— Written request —
Reproduce the entries below in full, word for word.

##### Given records #####

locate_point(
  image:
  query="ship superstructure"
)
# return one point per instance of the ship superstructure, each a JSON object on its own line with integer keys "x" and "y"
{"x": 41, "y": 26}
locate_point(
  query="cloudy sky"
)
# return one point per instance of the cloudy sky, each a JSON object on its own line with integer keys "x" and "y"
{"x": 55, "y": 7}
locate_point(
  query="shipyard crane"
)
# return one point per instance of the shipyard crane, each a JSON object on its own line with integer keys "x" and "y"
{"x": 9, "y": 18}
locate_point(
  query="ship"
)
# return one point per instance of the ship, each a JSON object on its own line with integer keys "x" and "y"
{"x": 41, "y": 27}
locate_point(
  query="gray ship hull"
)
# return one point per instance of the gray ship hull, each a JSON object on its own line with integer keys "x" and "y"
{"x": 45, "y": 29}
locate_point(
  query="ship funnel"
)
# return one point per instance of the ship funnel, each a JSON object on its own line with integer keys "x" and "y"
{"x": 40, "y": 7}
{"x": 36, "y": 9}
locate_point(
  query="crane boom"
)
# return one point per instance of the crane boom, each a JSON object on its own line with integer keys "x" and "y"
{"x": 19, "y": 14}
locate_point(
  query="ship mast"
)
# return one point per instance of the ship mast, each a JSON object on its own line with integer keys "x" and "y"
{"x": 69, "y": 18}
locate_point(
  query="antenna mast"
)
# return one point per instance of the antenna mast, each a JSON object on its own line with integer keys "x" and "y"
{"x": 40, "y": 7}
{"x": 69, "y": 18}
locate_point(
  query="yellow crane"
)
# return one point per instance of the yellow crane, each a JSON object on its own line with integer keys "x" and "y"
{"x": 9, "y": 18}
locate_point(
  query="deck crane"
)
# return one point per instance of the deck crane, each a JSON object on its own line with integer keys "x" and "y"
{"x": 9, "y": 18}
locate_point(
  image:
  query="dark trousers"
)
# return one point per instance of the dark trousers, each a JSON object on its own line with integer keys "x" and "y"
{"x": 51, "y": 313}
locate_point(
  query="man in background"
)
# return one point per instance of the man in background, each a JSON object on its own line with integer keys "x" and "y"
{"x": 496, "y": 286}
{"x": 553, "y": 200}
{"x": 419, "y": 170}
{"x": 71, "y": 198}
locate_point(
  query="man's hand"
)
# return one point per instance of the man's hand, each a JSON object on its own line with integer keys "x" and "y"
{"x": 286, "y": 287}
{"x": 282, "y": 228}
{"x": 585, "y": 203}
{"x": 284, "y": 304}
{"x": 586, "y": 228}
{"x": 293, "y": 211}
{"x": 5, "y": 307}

#####

— Exercise answer —
locate_point(
  image:
  query="ship superstructure"
)
# return one point per instance of the ship superstructure, each a JSON object on its own line with integer keys "x" and "y"
{"x": 41, "y": 26}
locate_point(
  query="cloudy sky"
)
# return one point per instance of the cloudy sky, each a JSON object on its own line with integer keys "x" and "y"
{"x": 55, "y": 7}
locate_point(
  query="shipyard crane"
)
# return one point per instance of the shipyard crane, each a JSON object on its own line with integer keys "x" and "y"
{"x": 9, "y": 18}
locate_point(
  query="ship"
)
# return one point per instance of the ship, each a JSON object on its own line with integer keys "x" and "y"
{"x": 41, "y": 27}
locate_point(
  query="gray ship hull"
)
# return one point per instance of the gray ship hull, each a JSON object on its own line with integer keys "x" and "y"
{"x": 45, "y": 29}
locate_point(
  query="ship funnel"
)
# return one point per instance of the ship funnel, each a JSON object on its own line with integer keys "x" and "y"
{"x": 40, "y": 7}
{"x": 36, "y": 9}
locate_point(
  query="crane boom"
)
# return one point per instance of the crane boom, each a JSON object on its own line with integer keys "x" and "y"
{"x": 19, "y": 14}
locate_point(
  query="ship mast"
)
# return one point per instance of the ship mast, each a JSON object on its own line with integer keys "x" and "y"
{"x": 69, "y": 18}
locate_point(
  query="antenna mast"
)
# return one point per instance of the antenna mast, each a JSON object on its own line with integer keys "x" and "y"
{"x": 40, "y": 7}
{"x": 69, "y": 18}
locate_point(
  query="yellow crane"
)
# return one point per instance of the yellow crane, each a JSON object on its own line with integer keys "x" and "y"
{"x": 9, "y": 18}
locate_point(
  query="deck crane"
)
# return one point per instance of the deck crane, each a JSON object on its own line with integer keys "x" and "y"
{"x": 9, "y": 18}
locate_point(
  image:
  query="dark trousers"
)
# return one point per instance of the dark trousers, each a JSON object on its own line with integer keys "x" and "y"
{"x": 51, "y": 313}
locate_point(
  query="man in background"
)
# return one point per instance of the man in background, each a JSON object on its own line with integer keys "x" and "y"
{"x": 496, "y": 286}
{"x": 553, "y": 200}
{"x": 419, "y": 170}
{"x": 71, "y": 198}
locate_point(
  query="man's hand"
)
# return one point per instance of the man's hand, each a JSON object on its own line with integer keys "x" and "y"
{"x": 286, "y": 287}
{"x": 282, "y": 228}
{"x": 585, "y": 203}
{"x": 284, "y": 304}
{"x": 586, "y": 228}
{"x": 293, "y": 211}
{"x": 5, "y": 307}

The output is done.